Trecho do documento:
——

Italiano, doutor em sociologia pela Sorbonne, professor na Universidade de Montpellier, Vincenzo Susca é autor de livros e textos que captam como poucos o ar do tempo, entre eles Pornocultura, viagem ao fim da carne (Sulina) e Tecnomagia, estasi, totem e incantesimi nella cultura digitale (Edizioni Mimesis). Professor convidado do Programa de Pós-Graduação em Comunicação da PUCRS, ele está em Porto Alegre para falar de paisagens midiáticas e imaginário. Nesta entrevista, ele dá uma mostra de suas ideias.
O que é a tecnomagia?
Vincenzo Susca – É a condição na qual a relação entre os seres humanos e a tecnologia muda completamente. Desde o Renascimento que a tecnologia era um dispositivo a serviço dos seres humanos para gerir o mundo, governá-lo, controlá-lo, enfim, de modo racional. Nos últimos séculos, perdemos o controle da tecnologia. Passamos a ser dominados por ela. Já não utilizamos a tecnologia fundamentalmente por razões racionais, pragmáticas, funcionais ou ideológicas, mas nos deixamos possuir por ela. A tecnomagia é o retorno da lógica do totem, encantamento dependente da técnica em meios outrora governados supostamente pela razão.
A inteligência artificial fortalece a tecnomagia ou representa uma ameaça para o ser humano?

——

Linhas de dados:

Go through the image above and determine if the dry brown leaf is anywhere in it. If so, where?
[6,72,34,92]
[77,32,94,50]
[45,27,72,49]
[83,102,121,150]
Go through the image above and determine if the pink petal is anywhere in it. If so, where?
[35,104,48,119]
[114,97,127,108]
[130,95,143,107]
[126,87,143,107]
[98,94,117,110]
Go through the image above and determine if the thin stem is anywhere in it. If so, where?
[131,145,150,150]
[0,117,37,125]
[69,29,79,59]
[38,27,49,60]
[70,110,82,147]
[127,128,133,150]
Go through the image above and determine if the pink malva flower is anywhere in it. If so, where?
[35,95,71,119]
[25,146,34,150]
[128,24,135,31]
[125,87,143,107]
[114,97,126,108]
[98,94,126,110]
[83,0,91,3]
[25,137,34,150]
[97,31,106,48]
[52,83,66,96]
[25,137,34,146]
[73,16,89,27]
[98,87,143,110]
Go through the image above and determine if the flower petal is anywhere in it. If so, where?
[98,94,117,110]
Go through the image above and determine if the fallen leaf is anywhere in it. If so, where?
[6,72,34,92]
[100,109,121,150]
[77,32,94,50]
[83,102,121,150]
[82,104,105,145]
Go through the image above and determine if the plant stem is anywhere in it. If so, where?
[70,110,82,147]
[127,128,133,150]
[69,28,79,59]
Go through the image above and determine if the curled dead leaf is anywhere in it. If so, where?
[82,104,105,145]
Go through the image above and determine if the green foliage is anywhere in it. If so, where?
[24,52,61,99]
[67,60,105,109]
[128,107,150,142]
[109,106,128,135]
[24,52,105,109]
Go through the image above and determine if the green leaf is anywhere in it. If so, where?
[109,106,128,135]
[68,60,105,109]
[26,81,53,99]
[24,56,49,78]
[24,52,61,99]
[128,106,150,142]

——

Tarefa:
Reproduza palavra por palavra o trecho da entrevista sobre tecnomagia, tudo o que vai de "Italiano, doutor em" até "de suas ideias.". Não é preciso consultar as linhas para resolver nada.

Solução do problema:
Italiano, doutor em sociologia pela Sorbonne, professor na Universidade de Montpellier, Vincenzo Susca é autor de livros e textos que captam como poucos o ar do tempo, entre eles Pornocultura, viagem ao fim da carne (Sulina) e Tecnomagia, estasi, totem e incantesimi nella cultura digitale (Edizioni Mimesis). Professor convidado do Programa de Pós-Graduação em Comunicação da PUCRS, ele está em Porto Alegre para falar de paisagens midiáticas e imaginário. Nesta entrevista, ele dá uma mostra de suas ideias.